DATASET CONTENT:
------------------------------------------------------------

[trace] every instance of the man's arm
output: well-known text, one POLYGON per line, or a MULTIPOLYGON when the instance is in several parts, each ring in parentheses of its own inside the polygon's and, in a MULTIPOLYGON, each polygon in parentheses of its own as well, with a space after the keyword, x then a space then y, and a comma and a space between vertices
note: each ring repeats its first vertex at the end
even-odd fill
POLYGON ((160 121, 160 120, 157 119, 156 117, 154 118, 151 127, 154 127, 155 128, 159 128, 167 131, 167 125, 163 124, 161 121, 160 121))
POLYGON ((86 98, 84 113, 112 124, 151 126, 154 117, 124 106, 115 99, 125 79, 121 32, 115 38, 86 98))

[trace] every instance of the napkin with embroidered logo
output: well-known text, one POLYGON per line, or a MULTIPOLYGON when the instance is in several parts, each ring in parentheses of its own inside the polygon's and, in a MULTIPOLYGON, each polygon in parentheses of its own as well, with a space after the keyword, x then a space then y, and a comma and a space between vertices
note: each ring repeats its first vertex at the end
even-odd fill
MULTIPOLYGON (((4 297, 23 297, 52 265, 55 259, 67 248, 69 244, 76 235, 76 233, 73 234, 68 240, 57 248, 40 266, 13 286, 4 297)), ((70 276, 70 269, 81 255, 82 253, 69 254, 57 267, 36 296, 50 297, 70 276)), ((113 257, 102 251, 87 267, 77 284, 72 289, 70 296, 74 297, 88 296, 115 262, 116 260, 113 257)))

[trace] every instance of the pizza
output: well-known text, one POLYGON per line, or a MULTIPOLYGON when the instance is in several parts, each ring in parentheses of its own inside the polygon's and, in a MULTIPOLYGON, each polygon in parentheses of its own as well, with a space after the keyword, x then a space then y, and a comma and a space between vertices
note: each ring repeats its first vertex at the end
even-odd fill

------------------------------------------------------------

WRITTEN PROBLEM: Rewrite all of the material above, changing every "even-odd" to "nonzero" and leaving everything else as it is.

WRITTEN ANSWER:
[trace] every instance of the man's arm
output: well-known text, one POLYGON per line, or a MULTIPOLYGON when the instance is in several parts, each ring in parentheses of its own inside the polygon's and, in a MULTIPOLYGON, each polygon in parentheses of its own as well, with a space after the keyword, x then a space then y, and a comma and a space between vertices
note: each ring repeats its first vertex at the end
nonzero fill
POLYGON ((160 121, 160 120, 157 119, 156 117, 154 118, 151 127, 154 127, 155 128, 159 128, 167 131, 167 125, 163 124, 161 121, 160 121))
POLYGON ((86 98, 84 113, 112 124, 151 126, 154 117, 124 106, 115 99, 125 79, 121 32, 115 38, 86 98))

[trace] every instance of the napkin with embroidered logo
output: well-known text, one POLYGON per line, or a MULTIPOLYGON when the instance is in several parts, each ring in parentheses of its own inside the polygon's and, in a MULTIPOLYGON, each polygon in parentheses of its own as well, with a space after the keyword, x then a space then y, and a comma and a space between vertices
note: each ring repeats its first vertex at the end
nonzero fill
MULTIPOLYGON (((4 297, 23 297, 52 265, 55 259, 67 248, 69 244, 76 235, 76 233, 73 234, 68 240, 57 248, 40 266, 13 286, 4 297)), ((70 276, 70 269, 81 255, 82 253, 69 254, 57 267, 36 296, 50 297, 70 276)), ((113 257, 102 251, 87 267, 77 284, 72 289, 70 296, 74 297, 88 296, 115 262, 116 260, 113 257)))

[trace] every instance of the pizza
output: well-known text, one POLYGON per line, or a MULTIPOLYGON when the instance is in several parts, each ring in parentheses of its own inside the polygon's and, in a MULTIPOLYGON, each polygon in parentheses of its own as well, with a space after the keyword, x then a space then y, and a comma and a space between vertices
note: each ring repeats its first vertex at the end
nonzero fill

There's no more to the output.